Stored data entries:
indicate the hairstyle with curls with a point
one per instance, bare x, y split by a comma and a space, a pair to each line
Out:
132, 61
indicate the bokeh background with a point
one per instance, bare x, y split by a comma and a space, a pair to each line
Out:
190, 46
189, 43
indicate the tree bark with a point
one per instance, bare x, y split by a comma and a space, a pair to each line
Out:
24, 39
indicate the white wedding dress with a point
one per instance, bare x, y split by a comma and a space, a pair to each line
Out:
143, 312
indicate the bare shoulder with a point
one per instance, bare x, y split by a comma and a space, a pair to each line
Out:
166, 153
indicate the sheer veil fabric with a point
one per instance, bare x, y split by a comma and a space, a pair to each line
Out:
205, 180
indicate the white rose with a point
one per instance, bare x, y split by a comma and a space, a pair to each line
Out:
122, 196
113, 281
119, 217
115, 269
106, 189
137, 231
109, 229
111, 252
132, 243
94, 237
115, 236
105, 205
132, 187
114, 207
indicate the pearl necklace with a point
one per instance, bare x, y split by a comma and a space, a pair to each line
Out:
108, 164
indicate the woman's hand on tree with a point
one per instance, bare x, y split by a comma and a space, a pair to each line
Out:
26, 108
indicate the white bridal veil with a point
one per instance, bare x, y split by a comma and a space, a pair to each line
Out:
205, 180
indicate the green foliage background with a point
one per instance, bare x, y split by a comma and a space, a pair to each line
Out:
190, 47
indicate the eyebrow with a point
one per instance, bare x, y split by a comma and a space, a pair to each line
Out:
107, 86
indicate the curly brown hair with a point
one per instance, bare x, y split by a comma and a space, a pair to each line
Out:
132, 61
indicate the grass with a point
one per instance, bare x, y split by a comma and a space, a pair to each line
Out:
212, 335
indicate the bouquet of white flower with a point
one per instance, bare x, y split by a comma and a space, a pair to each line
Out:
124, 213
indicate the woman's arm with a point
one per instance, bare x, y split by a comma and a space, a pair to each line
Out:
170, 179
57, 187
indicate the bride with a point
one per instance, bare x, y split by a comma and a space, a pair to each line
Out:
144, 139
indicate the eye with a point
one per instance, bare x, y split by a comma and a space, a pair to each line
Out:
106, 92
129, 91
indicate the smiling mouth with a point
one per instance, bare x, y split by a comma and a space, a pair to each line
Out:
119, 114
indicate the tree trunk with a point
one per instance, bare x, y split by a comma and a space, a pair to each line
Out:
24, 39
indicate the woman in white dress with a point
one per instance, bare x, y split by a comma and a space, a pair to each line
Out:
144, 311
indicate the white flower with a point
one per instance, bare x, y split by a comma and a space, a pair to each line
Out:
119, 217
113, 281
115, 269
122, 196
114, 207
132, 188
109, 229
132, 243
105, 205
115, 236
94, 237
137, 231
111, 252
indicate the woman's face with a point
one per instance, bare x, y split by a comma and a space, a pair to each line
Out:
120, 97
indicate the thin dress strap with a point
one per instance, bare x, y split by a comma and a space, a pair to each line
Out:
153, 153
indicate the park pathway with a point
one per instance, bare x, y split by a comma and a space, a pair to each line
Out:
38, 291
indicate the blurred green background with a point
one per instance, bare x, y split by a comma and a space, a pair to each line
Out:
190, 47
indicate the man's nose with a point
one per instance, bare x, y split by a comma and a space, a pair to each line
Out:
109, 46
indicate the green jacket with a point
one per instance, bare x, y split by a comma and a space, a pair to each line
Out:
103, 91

- [Exercise]: Only the lines from the first line of the records through the line with "indicate the white wedding dress with a point" should be reproduced, exactly and with nothing added.

- [Response to this task]:
indicate the hairstyle with curls with a point
one per instance, bare x, y split by a comma and a space, a pair to each line
Out:
132, 61
indicate the bokeh background with a point
one per instance, bare x, y split by a comma and a space, a pair to each line
Out:
190, 46
189, 43
indicate the tree bark with a point
one per instance, bare x, y split by a comma and a space, a pair to each line
Out:
24, 39
indicate the white wedding dress with a point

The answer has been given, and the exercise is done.